### Задачи для решения
1/ Извлеките из текста о взглядах Шишкова отрывок, который открывается словами «Патриотизм вдохновляет народ» и завершается словами «франкофилов и Тильзит).».
2/ Продолжите текст о взглядах Шишкова, начав сразу после его последнего предложения.

### Исходный фрагмент
____
Шрифт:
Закладка:
Только патриотизм может придать народу силу подняться против захватчиков, а враги могут истощить его силы, подрывая духовное единство и приверженность своей идентичности:
…это есть средство надежнейшее мечей и пушек. <…> Мало-помалу налагает оно нравственные узы, дабы потом наложить и настоящие цепи. <…> Если бы какой народ <…> сделался во всем образцом и руководителем другого народа, так чтобы сей <…> не возлюбил ни страны своей, ни обычаев, ни языка, ни ремесел, ни забав, ни одежды, ни пищи, ни воздуха, и все сие казалось бы ему у себя не хорошо, а у других лучше: не впал бы он в достойное жалости уничижение? [Шишков 1818–1834, 4: 171–172].
Патриотизм вдохновляет народ на борьбу за честь, традиции и интересы своей страны. Гордый народ – друг всех наций, но только до тех пор, пока они не стремятся завоевать его хитростью или силой (прозрачный намек на русских франкофилов и Тильзит).
Каковы источники русской национальной гордости? – спрашивал Шишков. Он называл три фактора. Первый – православная вера. Религия есть первооснова морали и, следовательно, мира в обществе, справедливости и верности своей стране. Вера в Бога и вечную жизнь дает людям силу противостоять ужасам битвы. Люди, которым незнакома истинная вера, могут обладать некоторыми из этих качеств, но тот, кто сознательно отверг ее, никогда не поднимется над своим себялюбием. Только молодые люди, воспитанные в любви к своей вере, смогут любить своего монарха, свою страну и все человечество.
Из этого следует, рассуждал он – и это был второй фактор, – что воспитанием молодежи должны заниматься соотечественники. Иностранец, даже имея лучшие намерения и будучи источником полезных практических знаний, воспитает молодых русских в любви к его собственной стране и ее обычаям, и они перестанут быть русскими. Но что произойдет, если иноземец будет обладать «худыми нравами, наклонностью к безверию, к своевольству, к повсеместному гражданству, к новой и пагубной философии, к сим обманчивым именам начальствующего безначалия, верной измены, человеколюбивого терзания людей, скованной свободы?» [Шишков 1818–1834, 4: 182]. Последствия подобного воспитания можно предотвратить только в том случае, если Россия более решительно займется подготовкой своих собственных учителей и они удостоятся большего уважения, чем то, каким пользуются сейчас. Но если придется выбирать из двух зол, то невежество предпочтительнее дурного воспитания. «Лучше простой человек со здравым рассудком и добрыми нравами, нежели ученый с развращенными мыслями и худым сердцем» [Шишков 1818–1834, 4: 183].
____
### Данные разметки точками
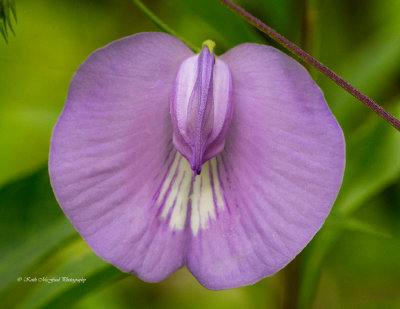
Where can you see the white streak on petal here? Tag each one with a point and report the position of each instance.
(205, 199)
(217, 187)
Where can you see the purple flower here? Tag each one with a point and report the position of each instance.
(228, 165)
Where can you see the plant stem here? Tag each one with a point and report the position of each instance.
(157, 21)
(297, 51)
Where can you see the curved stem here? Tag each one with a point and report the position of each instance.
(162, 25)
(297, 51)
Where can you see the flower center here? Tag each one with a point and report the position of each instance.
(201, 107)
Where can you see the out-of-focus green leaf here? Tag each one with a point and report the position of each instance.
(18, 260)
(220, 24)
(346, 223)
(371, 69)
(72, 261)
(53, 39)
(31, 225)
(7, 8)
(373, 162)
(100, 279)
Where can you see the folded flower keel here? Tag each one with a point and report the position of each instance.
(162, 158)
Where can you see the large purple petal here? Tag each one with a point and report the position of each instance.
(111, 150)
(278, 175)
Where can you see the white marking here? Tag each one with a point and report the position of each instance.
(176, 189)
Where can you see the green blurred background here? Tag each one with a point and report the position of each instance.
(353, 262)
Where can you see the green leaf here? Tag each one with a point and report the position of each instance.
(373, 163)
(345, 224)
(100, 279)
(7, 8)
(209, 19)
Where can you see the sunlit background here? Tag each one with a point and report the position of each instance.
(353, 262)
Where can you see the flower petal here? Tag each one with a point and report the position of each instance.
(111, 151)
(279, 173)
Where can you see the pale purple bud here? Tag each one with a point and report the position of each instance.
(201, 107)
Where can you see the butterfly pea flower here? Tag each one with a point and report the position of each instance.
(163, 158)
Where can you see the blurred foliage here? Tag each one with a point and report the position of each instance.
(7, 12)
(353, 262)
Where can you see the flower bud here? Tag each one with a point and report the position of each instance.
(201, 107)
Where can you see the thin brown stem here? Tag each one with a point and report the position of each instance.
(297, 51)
____
### Ответы по порядку
1/
Патриотизм вдохновляет народ на борьбу за честь, традиции и интересы своей страны. Гордый народ – друг всех наций, но только до тех пор, пока они не стремятся завоевать его хитростью или силой (прозрачный намек на русских франкофилов и Тильзит).

2/
Третий источник патриотизма – уважение к языку и литературе. Карамзин в статье 1802 года «О любви к отечеству и народной гордости» уже говорил, что любовь к своему языку является признаком самоуважения нации [Карамзин 1982: 96]. Шишков развил эту мысль, утверждая, что язык и литература – «душа народа, зеркало нравов, верный показатель просвещения, неумолчный проповедник дел». Если бы мысли народа были ложными, язык не мог бы выразить правду. «Язык есть мерило ума, души и свойств народных. Он не может там цвести, где ум послушен сердцу, а сердце слепоте и заблуждению» [Шишков 1818–1834, 4: 184]. Это, разумеется, был еще один выпад против французов, их языка и книг; к тому же «новояз» Французской революции, как и Петровских реформ, показал несомненную связь между изменениями в политике и языке. Благородный язык выражает и поощряет добродетель. Единый язык осуществляет важнейшую связь, которая формирует и объединяет нацию. Люди, потерявшие уважение к своему языку, теряют и уважение к своей нации[276].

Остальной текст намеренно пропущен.